**WHAT YOU ARE ASKED TO DO**
Copy out the items word for word, from the line that contains "of the shallow" down to the line that contains "Target: shallow water", including both of those lines.

**DATA LINES**
<<<<
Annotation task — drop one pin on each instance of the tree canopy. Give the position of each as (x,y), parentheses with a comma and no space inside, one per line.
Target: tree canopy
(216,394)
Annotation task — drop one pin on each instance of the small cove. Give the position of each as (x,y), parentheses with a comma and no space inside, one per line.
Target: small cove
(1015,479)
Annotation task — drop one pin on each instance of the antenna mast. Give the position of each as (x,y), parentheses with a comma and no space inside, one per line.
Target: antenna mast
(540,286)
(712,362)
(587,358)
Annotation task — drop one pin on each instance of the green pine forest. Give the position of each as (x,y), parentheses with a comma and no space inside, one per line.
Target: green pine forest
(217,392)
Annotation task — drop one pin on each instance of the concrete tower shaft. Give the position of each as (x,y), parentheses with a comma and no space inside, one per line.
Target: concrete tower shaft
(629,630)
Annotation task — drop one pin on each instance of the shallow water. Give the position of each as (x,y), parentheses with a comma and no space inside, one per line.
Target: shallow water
>>>>
<<<<
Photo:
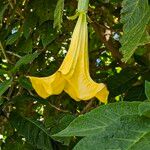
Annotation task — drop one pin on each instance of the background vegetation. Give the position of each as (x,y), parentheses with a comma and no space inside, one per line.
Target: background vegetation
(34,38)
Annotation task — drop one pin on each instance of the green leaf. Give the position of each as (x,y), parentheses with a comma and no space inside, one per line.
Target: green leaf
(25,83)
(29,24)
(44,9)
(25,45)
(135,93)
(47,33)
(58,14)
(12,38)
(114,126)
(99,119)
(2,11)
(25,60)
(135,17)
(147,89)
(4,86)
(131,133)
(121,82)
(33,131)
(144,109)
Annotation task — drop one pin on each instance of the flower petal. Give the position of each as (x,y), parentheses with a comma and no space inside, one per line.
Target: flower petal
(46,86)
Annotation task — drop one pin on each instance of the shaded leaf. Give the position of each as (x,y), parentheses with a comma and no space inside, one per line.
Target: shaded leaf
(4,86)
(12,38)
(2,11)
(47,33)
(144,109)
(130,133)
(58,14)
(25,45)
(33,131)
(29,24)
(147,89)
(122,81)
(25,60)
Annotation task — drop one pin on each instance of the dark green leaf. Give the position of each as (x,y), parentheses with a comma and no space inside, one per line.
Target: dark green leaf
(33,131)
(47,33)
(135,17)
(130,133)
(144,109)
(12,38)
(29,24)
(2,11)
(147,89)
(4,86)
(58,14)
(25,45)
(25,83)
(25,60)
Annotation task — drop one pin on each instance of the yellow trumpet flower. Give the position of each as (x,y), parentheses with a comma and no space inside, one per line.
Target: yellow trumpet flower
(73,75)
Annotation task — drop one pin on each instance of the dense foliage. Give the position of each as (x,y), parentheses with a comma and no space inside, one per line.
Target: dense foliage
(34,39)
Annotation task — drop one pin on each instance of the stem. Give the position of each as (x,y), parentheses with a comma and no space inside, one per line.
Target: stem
>>>>
**SOLUTION FOR THIS PROBLEM**
Annotation task — drop one pin on each instance of the shallow water. Give the position of each as (x,y), parentheses with a comma and no space inside, one per line.
Target: shallow water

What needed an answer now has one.